Microsoft and IDC teamed up this morning to announce a miracle: Cloud computing, by automating much of the manual work of maintaining large computing infrastructures and making more efficient use of existing resources, will actually increase the number of IT jobs in the U.S. rather than reduce it, as every other successful effort to automate human labor has done.
The study "Cloud Computing and Worldwide Job Creation" (PDF) estimates that cloud computing projects have driven more than $400 billion in new revenue and 1.5 million new jobs during the past 12 months.
By 2015 cloud computing will be responsible for a huge increase in efficiency and cost savings that will allow for the creation of another 8.8 million new jobs – though the total number of jobs attributable to the efficiencies of cloud computing will reach 13.8 million, IDC predicted.
The growth figures, if not job numbers echo other IDC studies that predicted spending on external cloud services alone would take up as much as 46 percent of all new IT spending worldwide by 2015.
That doesn't include spending on internal cloud-computing infrastructures or services or spending on consulting, development or migration to internal cloud structures, which remain, by far, the variety of cloud computing favored by large companies.
So how can something that automates a lot of the work of maintaining computers create that many more jobs working with computers?
It can't. At least, it can't create that many IT jobs. And it can't create than many jobs in the U.S. at all.
At least half the 14 million jobs IDC is predicting will be generated by the cloud will be in other countries; of the others, most will be jobs in business functions, not IT, which ultimately benefits the company and economy more than IT jobs could, but which do nothing for IT people worried about being out of work.
Wait, isn't the cloud supposed to kill the IT department?
Most studies focusing on cloud computing – because they're written for corporate IT executives and vendors selling expensive services to them – have had dour things to say about the future of IT employment.
Cloud computing is so fundamental a change in the economics, use and delivery of computing power that it will change the role and responsibilities of everyone from the CIO to the rawest sysadmin according to analysts at Gartner, Forrester, IDC and other analyst companies.
The greatest benefit of IT automation is not to support a human IT workforce, but to replace it according to a Gartner on the link between cloud computing and jobs presented at a Gartner conference in Orlando in October.
As cloud computing expands and eliminates the need for much of the manual work of systems administration, many of those jobs will either disappear or move from internal corporate IT to external service providers, though it will result in a net loss in those jobs overall, according to Gartner.
Few IT job descriptions will actually disappear, but most will change dramatically as sysadmins expand their role from the health of a few physical servers to the performance and security of applications and virtual servers that cross many geographical and departmental boundaries, according to Rachel Dines, infrastructure and operations analyst at Forrester.

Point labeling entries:
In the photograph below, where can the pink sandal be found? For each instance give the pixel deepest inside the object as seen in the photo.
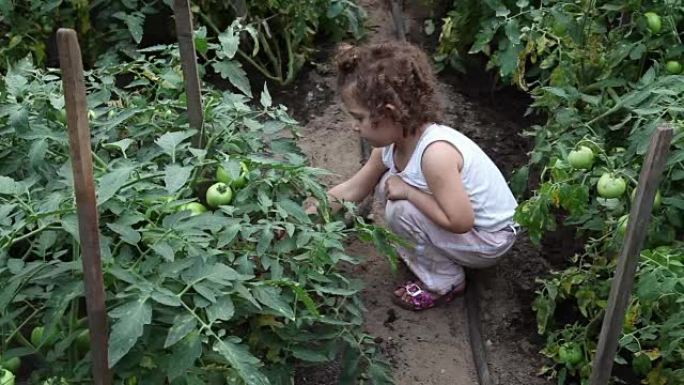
(420, 299)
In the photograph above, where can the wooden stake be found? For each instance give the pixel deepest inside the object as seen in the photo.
(86, 205)
(186, 44)
(621, 288)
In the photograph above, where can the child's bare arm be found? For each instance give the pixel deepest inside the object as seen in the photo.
(443, 177)
(356, 188)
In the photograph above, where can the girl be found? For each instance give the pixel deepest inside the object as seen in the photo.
(441, 191)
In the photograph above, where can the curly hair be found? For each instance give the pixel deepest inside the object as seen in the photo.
(396, 73)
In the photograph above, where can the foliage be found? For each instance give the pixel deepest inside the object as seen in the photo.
(598, 73)
(214, 298)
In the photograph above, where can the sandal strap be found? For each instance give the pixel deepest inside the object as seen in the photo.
(413, 289)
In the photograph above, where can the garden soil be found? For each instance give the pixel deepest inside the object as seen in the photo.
(430, 347)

**Problem description**
In the cloud computing jobs article above, how many new jobs does the study estimate cloud computing projects drove during the past 12 months?

**Correct response**
1.5 million new jobs.